***** Text excerpt *****

Navajo Nation Council Rescinds Uranium Mining Legislation, Groups to Push for Clean Up
FOR IMMEDIATE RELEASE
Leona Morgan, Diné NO NUKES
Jonathan Perry, ENDAUM
NAVAJO GRASSROOTS ORGANIZATIONS TO ADVOCATE FOR CLEAN UP
Navajo Nation Council Rescinds Mining Legislation
WINDOW ROCK, AZ—Concerned Diné Citizens, a coalition of Navajo grassroots organizations and residents opposed to uranium mining, applaud the Navajo Nation Council’s vote to close a loophole created by a previous uranium mining legislation Tuesday (7/22/14) which had authorized access over Navajo Trust Land to a uranium mining company Uranium Resources Incorporated (URI).
“If Uranium Resources were allowed unlimited access over Trust Land in Churchrock, that would have potentially opened up new mining on URI’s other properties in northwestern New Mexico,” said Jonathan Perry, President of Eastern Navajo Diné Against Uranium Mining. Perry continues, “Because these kinds of companies target areas adjacent to the Nation, but not on Navajo Indian Country, our own laws prohibiting new uranium mining cannot protect people in the checkerboard lands.”
In July 2012, URI entered into a Temporary Access Agreement with the Navajo Nation which allows URI limited access to its Churchrock property with certain stipulations, including the clean up of existing uranium contamination in the area.
In December of 2013, the Navajo Resources and Development Committee acknowledged a right-of-way for URI across Navajo Trust Land to use its license to mine, effectively violating the Temporary Access Agreement, the Diné Natural Resource Protection Act and Radioactive Materials Transportation Act. The company plans to do in situ leach (ISL) uranium mining, a technique that requires pumping water with chemicals into the earth to mobilize the uranium within the aquifer in order to extract it.
“Now the Nation’s focus can go back to the over whelming needs for clean up, health studies, and water studies,” said Leona Morgan of Diné No Nukes. “In order for these controversial issues not to play out so divisively in the future, it is imperative that all people—not just Diné people—understand the scope and permanent effects of abandoned uranium mines.”
The Navajo Nation Environmental Protection Agency (EPA), U.S. EPA and other agencies are continuing ongoing assessment and clean up of the 521 abandoned uranium mines across Navajo Nation that started with the first 5-year plan.

***** Provided records *****

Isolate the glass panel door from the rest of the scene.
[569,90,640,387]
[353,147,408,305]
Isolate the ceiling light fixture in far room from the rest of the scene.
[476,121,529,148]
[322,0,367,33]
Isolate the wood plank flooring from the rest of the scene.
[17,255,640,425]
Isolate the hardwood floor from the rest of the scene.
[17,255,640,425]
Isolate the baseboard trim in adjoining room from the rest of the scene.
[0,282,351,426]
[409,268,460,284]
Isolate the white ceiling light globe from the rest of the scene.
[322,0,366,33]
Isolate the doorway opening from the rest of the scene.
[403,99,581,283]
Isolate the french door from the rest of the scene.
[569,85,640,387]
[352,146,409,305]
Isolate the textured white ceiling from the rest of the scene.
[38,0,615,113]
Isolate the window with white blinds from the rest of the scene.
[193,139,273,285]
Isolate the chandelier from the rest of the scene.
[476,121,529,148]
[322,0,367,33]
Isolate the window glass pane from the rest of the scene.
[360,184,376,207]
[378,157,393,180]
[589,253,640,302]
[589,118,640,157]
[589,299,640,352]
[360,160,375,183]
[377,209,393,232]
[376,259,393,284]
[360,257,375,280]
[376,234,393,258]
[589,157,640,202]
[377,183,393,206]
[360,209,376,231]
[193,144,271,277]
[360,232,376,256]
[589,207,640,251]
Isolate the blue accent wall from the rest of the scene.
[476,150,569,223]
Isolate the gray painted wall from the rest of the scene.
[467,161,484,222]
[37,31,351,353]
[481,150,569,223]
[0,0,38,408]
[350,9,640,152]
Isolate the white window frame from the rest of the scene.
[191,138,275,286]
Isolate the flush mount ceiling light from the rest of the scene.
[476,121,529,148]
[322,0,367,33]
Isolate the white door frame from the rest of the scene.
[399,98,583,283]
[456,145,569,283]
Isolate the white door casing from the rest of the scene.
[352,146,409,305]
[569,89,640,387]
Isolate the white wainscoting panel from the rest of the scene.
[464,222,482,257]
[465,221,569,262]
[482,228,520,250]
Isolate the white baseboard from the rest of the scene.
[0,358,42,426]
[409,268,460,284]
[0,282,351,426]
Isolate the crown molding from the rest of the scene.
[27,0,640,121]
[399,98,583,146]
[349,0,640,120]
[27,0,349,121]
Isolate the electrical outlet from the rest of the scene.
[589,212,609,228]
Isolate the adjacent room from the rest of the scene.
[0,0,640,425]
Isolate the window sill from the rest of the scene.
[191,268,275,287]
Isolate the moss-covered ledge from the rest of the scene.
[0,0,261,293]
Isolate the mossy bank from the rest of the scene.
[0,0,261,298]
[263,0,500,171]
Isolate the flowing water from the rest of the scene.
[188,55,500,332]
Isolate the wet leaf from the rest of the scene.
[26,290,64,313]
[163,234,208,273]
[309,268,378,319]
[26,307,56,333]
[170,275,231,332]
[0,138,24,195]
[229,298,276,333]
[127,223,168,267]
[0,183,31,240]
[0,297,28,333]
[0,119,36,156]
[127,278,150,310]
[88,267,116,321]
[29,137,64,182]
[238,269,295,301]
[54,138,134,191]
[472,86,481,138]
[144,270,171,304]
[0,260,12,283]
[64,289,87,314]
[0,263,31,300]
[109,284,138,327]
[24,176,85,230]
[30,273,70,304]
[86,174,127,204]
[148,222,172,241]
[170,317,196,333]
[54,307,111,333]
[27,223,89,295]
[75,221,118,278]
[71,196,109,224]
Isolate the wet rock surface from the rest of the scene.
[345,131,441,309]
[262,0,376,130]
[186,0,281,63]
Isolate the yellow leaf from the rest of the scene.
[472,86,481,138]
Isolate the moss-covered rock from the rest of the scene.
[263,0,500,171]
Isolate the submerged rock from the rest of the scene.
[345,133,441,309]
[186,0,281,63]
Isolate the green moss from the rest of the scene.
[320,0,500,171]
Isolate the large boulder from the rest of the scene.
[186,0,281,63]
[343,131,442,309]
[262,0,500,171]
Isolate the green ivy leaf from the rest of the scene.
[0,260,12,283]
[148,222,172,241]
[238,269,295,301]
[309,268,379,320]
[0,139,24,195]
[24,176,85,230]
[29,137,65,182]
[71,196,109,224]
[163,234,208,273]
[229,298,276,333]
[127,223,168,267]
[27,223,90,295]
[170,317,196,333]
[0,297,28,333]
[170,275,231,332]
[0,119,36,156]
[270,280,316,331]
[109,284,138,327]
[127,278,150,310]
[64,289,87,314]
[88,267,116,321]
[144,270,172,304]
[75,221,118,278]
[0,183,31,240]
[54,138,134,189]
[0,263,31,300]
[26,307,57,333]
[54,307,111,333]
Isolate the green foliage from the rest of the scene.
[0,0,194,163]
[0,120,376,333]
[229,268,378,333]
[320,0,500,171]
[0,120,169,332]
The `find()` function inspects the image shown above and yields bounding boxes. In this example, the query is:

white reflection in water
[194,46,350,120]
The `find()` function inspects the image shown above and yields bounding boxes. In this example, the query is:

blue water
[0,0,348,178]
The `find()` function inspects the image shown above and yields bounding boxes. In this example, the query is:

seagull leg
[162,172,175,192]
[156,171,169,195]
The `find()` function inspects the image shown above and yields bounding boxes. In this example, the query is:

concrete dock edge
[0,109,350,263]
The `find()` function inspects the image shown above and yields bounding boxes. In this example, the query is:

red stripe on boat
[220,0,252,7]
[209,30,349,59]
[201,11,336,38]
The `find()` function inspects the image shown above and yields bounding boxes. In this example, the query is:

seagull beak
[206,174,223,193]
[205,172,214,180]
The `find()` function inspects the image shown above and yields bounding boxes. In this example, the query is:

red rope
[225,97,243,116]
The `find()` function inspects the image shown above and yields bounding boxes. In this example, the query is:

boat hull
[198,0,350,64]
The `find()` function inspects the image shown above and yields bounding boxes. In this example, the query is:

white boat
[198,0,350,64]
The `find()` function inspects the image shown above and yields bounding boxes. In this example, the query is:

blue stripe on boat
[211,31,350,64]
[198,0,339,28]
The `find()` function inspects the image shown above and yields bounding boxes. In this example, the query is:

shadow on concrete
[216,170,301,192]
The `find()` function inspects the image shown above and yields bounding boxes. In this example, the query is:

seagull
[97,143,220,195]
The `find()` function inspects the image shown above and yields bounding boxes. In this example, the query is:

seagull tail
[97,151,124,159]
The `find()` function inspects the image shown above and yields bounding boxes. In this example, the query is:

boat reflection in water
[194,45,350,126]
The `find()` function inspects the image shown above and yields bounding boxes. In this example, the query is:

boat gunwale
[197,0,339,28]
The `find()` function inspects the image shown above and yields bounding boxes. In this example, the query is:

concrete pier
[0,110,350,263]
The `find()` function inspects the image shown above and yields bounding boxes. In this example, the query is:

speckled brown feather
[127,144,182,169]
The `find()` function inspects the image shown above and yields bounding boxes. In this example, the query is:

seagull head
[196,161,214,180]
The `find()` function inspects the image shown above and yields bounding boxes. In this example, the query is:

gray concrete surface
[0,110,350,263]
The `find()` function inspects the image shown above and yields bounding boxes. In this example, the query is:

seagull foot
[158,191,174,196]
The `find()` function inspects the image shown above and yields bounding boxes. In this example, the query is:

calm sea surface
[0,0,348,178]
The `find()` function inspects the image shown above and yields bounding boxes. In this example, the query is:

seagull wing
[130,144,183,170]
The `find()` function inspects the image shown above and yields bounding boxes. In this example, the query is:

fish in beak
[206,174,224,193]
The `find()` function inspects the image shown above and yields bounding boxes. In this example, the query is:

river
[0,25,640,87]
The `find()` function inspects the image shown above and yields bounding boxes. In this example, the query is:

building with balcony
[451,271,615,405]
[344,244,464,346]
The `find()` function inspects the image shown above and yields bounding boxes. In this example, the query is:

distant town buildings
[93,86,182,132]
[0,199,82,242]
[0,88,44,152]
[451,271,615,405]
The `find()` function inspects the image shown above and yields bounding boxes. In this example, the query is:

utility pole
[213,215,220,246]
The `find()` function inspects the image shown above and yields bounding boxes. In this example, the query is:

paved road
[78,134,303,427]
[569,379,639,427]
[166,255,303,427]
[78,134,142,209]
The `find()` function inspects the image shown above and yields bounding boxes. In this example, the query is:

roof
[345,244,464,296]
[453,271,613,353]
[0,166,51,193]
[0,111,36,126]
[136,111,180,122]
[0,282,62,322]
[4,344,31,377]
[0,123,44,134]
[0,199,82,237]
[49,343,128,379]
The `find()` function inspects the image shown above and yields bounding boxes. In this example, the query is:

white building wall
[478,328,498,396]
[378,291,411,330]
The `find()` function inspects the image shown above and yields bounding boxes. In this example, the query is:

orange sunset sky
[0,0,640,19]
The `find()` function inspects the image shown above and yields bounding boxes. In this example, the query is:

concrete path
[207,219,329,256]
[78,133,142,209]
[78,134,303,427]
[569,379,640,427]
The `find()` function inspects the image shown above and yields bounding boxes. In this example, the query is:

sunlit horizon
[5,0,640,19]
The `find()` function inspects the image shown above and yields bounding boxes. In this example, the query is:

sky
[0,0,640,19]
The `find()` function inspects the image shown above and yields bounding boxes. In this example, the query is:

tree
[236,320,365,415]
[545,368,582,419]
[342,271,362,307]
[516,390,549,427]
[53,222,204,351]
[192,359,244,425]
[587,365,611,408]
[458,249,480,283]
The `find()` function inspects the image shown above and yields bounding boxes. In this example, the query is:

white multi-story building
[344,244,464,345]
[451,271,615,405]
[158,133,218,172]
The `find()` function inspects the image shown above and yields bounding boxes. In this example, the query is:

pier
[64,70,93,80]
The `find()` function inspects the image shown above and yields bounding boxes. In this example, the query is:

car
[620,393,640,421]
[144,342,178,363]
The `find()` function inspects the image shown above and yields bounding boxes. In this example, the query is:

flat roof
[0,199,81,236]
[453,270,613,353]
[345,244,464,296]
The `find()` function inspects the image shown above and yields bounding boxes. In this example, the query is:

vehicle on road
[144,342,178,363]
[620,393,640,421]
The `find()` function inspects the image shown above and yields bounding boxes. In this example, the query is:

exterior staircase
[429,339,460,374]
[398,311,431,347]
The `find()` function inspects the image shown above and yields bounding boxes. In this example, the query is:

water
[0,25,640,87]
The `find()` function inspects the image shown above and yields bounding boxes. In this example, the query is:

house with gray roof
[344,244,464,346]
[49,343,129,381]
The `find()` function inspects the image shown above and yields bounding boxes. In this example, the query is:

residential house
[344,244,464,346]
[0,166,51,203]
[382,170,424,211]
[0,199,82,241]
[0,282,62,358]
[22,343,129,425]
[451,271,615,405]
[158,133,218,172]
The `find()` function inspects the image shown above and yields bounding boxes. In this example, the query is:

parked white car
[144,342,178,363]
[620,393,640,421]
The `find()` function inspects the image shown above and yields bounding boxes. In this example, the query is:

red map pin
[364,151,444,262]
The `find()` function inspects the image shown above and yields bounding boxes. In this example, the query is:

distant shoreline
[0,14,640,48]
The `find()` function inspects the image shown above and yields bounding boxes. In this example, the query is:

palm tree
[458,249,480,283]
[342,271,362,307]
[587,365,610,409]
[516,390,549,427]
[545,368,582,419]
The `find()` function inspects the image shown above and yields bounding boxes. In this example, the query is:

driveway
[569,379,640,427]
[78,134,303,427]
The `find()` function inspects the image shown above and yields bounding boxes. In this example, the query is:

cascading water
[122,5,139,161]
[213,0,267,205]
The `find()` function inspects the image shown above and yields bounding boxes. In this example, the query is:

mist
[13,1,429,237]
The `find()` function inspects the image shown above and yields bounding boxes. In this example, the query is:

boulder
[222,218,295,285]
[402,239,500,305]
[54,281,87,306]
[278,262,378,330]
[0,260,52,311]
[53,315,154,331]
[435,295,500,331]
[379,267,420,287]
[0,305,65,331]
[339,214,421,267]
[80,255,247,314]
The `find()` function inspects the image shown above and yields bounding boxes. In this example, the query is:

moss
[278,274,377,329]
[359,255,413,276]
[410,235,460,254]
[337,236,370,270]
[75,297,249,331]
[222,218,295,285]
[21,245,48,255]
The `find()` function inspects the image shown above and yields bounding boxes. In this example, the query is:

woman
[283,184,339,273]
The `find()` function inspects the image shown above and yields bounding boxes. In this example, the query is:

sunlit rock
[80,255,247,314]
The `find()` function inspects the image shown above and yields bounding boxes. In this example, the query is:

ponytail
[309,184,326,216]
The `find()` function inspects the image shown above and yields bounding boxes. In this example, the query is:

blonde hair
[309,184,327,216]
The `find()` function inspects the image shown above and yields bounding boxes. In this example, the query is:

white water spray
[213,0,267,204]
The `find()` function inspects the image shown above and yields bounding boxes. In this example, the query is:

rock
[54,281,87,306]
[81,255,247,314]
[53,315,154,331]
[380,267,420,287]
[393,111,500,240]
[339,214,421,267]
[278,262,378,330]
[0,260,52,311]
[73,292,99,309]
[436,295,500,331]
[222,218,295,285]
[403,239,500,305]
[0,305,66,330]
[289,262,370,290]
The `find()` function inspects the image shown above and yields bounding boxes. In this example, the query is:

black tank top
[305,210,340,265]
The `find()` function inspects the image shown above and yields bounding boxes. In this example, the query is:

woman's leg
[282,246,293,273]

*****

• _Activity_
For each statement below, state whether it agrees with the uranium mining press release above, answering yes or no and quoting the deciding words of the release. 1. URI entered into a Temporary Access Agreement with the Navajo Nation in July 2012. 2. In December 2013, the Navajo Nation Council acknowledged a right-of-way for URI across Navajo Trust Land. 3. The ongoing assessment and clean up concern 521 abandoned uranium mines across Navajo Nation.

• _Response area_
1. Yes: "In July 2012, URI entered into a Temporary Access Agreement with the Navajo Nation"
2. No: "In December of 2013, the Navajo Resources and Development Committee acknowledged a right-of-way for URI across Navajo Trust Land"
3. Yes: "the 521 abandoned uranium mines across Navajo Nation"